» Recorded data:

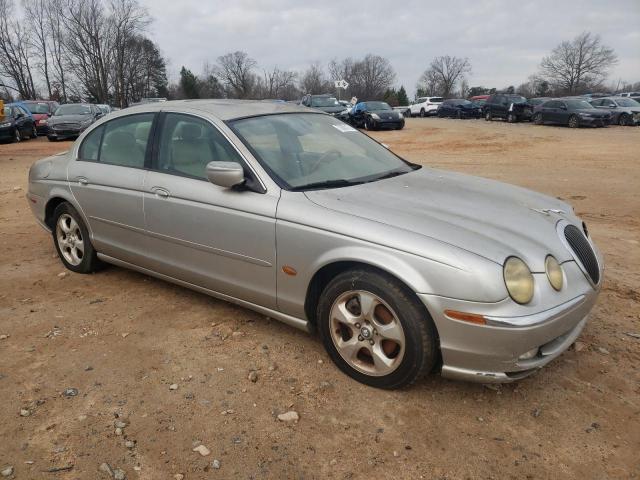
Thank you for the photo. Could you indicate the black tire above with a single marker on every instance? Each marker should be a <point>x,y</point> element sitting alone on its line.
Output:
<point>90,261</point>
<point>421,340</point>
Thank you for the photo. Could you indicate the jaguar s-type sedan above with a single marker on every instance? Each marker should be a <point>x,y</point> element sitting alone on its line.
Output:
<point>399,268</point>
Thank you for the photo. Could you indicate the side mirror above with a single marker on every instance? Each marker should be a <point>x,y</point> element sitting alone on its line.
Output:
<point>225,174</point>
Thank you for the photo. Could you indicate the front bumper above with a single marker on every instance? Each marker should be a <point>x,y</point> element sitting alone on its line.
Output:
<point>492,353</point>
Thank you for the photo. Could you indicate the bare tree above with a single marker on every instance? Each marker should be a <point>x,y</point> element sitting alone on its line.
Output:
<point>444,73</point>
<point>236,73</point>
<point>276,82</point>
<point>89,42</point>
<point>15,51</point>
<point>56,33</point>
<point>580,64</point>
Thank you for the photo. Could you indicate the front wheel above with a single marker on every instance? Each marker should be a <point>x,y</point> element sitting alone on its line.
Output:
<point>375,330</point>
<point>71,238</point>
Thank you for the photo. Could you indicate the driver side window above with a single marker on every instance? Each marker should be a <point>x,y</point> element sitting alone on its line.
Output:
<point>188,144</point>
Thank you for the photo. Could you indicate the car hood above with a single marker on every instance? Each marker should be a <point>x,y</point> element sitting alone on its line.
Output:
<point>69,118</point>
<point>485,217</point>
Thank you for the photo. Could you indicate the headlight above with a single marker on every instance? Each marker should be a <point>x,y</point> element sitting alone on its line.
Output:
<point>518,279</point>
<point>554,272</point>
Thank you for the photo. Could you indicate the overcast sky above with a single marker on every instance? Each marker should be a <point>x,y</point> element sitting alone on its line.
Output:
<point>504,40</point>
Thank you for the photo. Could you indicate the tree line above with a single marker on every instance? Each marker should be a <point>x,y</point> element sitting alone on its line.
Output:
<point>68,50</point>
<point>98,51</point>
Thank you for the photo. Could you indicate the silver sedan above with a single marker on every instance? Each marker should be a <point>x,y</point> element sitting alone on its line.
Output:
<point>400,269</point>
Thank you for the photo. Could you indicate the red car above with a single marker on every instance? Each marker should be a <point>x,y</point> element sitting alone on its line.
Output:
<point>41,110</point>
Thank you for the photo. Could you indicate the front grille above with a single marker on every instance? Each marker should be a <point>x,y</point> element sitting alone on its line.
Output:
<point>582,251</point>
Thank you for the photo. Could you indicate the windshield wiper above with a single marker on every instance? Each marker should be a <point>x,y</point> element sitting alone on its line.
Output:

» Instructions to follow: Reproduce the data above exactly, leaving each picture out.

» Answer section:
Thank you for the photo. Could you indicate the black tire above with a single marker on every instance? Each marker should be a <point>x,y</point> element sitting alone on its line.
Output:
<point>90,261</point>
<point>421,340</point>
Thank you for the photo. Could you indicate the jaguar s-type sedan above with a single marker on every instance? Each marker should be a <point>x,y</point> element sitting alone on its line.
Output:
<point>399,268</point>
Thank you for the photo. Could you indicate the side mirror above with a single marker on every instance? Each marker should be a <point>x,y</point> element sitting alone on its line.
Output:
<point>225,174</point>
Thank you for the photo. Could you indicate the front bumper above with a single marker on every instance? Each marker should be a <point>x,y</point> element sitting alone on its line.
Output:
<point>492,353</point>
Thank you for the photo. Could you indicate the bare tree above with a single marker on every instance? Each marker should be a <point>x,y</point> element sitting alone on its line.
Output:
<point>444,73</point>
<point>236,73</point>
<point>276,82</point>
<point>89,42</point>
<point>15,51</point>
<point>56,33</point>
<point>580,64</point>
Thank you for the photo. Could you indicate the front wheel above with a single marker on every instance? Each marker should be a <point>x,y</point> element sitting alone on its line.
Output:
<point>375,330</point>
<point>71,238</point>
Thank you for the photo. Could you indicate the driver side window above with a single marker on every instance? Each marker should be a <point>x,y</point> element sitting alone on its line.
Output:
<point>188,144</point>
Thank you for the photo. Could you indicate the car hood above with a single marker on every instance? Each marker should be a <point>x,y</point> element sitting alone on its line.
Output:
<point>69,118</point>
<point>485,217</point>
Thank you for the photo. Could you indicate the headlight above with a single marker on every instance? Each marker should be a <point>x,y</point> element sitting alone on its line.
Output:
<point>518,279</point>
<point>554,272</point>
Thank you for the photo. Could you indicate the overcast sky above with a single marker on every instance? Each marker should be a <point>x,y</point> element sitting alone on its line.
Output:
<point>504,40</point>
Thank you for the photo. Could you indicate the tree line above with a single marker on every instance? Each marker should be a <point>x,y</point> element sitting alone on its line.
Output:
<point>68,50</point>
<point>98,51</point>
Thank you for the photo. Could you indicate the silver sedan above with a single marker on every instance? Each marker should be a <point>x,y</point> element sitting alone on its line.
Output:
<point>400,269</point>
Thank you for the photo. Could you indicate the red car above with a single marker on every instance? Each marker should be a <point>x,y</point> element sitting alone on its line.
Output:
<point>41,110</point>
Thank you for the photo. Could you indicate the front grille above with a single marker on every instance? Each marker should be a <point>x,y</point> element sitting alone on its line.
Output:
<point>582,251</point>
Thank you for the photo. Could you indicate the windshield wiper above with a single marker on every instance? Each marker should be a <point>x,y</point> element sitting alone on its line.
Output:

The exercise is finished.